• Instructions to follow:
Filter the entries, keeping every line with the string "below".

[Records contained in a dataset]
------

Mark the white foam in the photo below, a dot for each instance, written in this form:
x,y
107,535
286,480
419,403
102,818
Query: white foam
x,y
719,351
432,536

------

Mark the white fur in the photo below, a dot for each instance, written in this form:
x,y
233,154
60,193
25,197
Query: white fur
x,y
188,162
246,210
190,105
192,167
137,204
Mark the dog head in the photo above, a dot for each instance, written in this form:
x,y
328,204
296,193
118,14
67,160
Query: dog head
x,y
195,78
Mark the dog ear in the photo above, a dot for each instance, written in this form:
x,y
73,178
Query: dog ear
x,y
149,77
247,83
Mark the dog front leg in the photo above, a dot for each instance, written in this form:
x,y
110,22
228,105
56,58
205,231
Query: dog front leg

------

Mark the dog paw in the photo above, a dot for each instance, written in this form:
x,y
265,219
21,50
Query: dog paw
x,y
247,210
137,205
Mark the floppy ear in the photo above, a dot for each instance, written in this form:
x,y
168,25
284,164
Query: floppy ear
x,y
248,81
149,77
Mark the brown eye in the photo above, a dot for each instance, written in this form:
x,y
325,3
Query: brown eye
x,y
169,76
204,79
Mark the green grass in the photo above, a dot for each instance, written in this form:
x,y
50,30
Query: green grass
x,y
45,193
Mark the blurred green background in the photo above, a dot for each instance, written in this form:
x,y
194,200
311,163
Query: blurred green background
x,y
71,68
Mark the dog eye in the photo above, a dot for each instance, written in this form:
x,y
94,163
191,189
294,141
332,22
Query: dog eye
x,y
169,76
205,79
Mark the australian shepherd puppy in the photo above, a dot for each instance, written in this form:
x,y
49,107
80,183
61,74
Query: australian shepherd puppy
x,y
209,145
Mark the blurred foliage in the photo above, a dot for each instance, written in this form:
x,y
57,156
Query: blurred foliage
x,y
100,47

------

• Task result:
Mark the white foam in the photo below, a dot for each instance, written in this form:
Mark the white fur in the photo below, a dot for each instance, written in this form:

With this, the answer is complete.